**PROBLEM DETAILS**. Output all entries exactly as they appear and skip the pictures.

-------- THE RECORDS --------

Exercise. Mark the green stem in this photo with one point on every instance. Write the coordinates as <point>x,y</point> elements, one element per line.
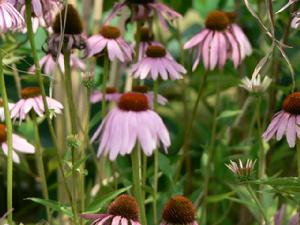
<point>210,154</point>
<point>9,143</point>
<point>40,164</point>
<point>43,92</point>
<point>189,129</point>
<point>156,161</point>
<point>136,177</point>
<point>258,203</point>
<point>73,121</point>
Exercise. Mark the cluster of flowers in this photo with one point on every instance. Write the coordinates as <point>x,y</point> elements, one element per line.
<point>124,211</point>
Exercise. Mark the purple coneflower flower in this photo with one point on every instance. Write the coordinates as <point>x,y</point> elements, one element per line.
<point>130,122</point>
<point>72,33</point>
<point>18,144</point>
<point>11,19</point>
<point>48,64</point>
<point>179,211</point>
<point>122,211</point>
<point>218,42</point>
<point>286,122</point>
<point>157,62</point>
<point>32,100</point>
<point>2,114</point>
<point>111,94</point>
<point>145,9</point>
<point>109,41</point>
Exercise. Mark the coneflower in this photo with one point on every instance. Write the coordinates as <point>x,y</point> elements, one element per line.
<point>71,34</point>
<point>179,211</point>
<point>286,122</point>
<point>122,211</point>
<point>19,144</point>
<point>109,41</point>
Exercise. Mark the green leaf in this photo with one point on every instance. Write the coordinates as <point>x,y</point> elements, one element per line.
<point>56,206</point>
<point>101,201</point>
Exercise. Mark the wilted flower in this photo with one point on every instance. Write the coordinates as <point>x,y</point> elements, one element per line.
<point>109,41</point>
<point>255,85</point>
<point>130,122</point>
<point>32,100</point>
<point>123,211</point>
<point>2,114</point>
<point>179,211</point>
<point>111,94</point>
<point>71,34</point>
<point>48,64</point>
<point>19,144</point>
<point>286,122</point>
<point>221,40</point>
<point>243,172</point>
<point>157,63</point>
<point>11,19</point>
<point>144,10</point>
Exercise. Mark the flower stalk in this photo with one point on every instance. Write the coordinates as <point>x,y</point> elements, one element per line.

--------

**YOUR SOLUTION**.
Exercise. Mark the green stem in this photo with one point on every instance. Write the coordinates as <point>x,y</point> elements, one element per line.
<point>210,154</point>
<point>9,143</point>
<point>40,164</point>
<point>43,92</point>
<point>189,129</point>
<point>156,161</point>
<point>136,177</point>
<point>258,203</point>
<point>73,121</point>
Exercise. Mark the cluster of flowers in this photo with one point on every instance. Write the coordinates as <point>x,y</point> elements, one element per line.
<point>124,211</point>
Exercise. Mark the purple coneflower flower in this photo with one point on every instance. Write the coordinates as <point>x,y</point> elements, one element per line.
<point>130,122</point>
<point>72,33</point>
<point>18,144</point>
<point>11,19</point>
<point>48,64</point>
<point>179,211</point>
<point>122,211</point>
<point>218,42</point>
<point>286,122</point>
<point>157,62</point>
<point>32,100</point>
<point>2,114</point>
<point>111,94</point>
<point>145,9</point>
<point>109,41</point>
Exercise. Mark the coneflower in this photo with one point on every instance. Write the coordinates as <point>x,y</point> elements, one element per line.
<point>71,34</point>
<point>179,211</point>
<point>286,122</point>
<point>122,211</point>
<point>19,144</point>
<point>109,41</point>
Exercise. Mark the green leaf in this photo with one point on every instance. Write the coordinates as <point>x,y</point> elements, one element per line.
<point>56,206</point>
<point>101,201</point>
Exercise. Mark the wilted flower in this photo with one point on every instance. Write the coordinates as <point>x,y</point> elements, one element per line.
<point>109,41</point>
<point>255,85</point>
<point>130,122</point>
<point>32,100</point>
<point>123,211</point>
<point>2,114</point>
<point>179,211</point>
<point>111,94</point>
<point>71,34</point>
<point>48,64</point>
<point>19,144</point>
<point>286,122</point>
<point>221,40</point>
<point>243,172</point>
<point>157,63</point>
<point>11,19</point>
<point>144,10</point>
Exercise. Mark the flower stalk in this photo with one point on every instance. Write the coordinates as <point>x,y</point> elements, one element per line.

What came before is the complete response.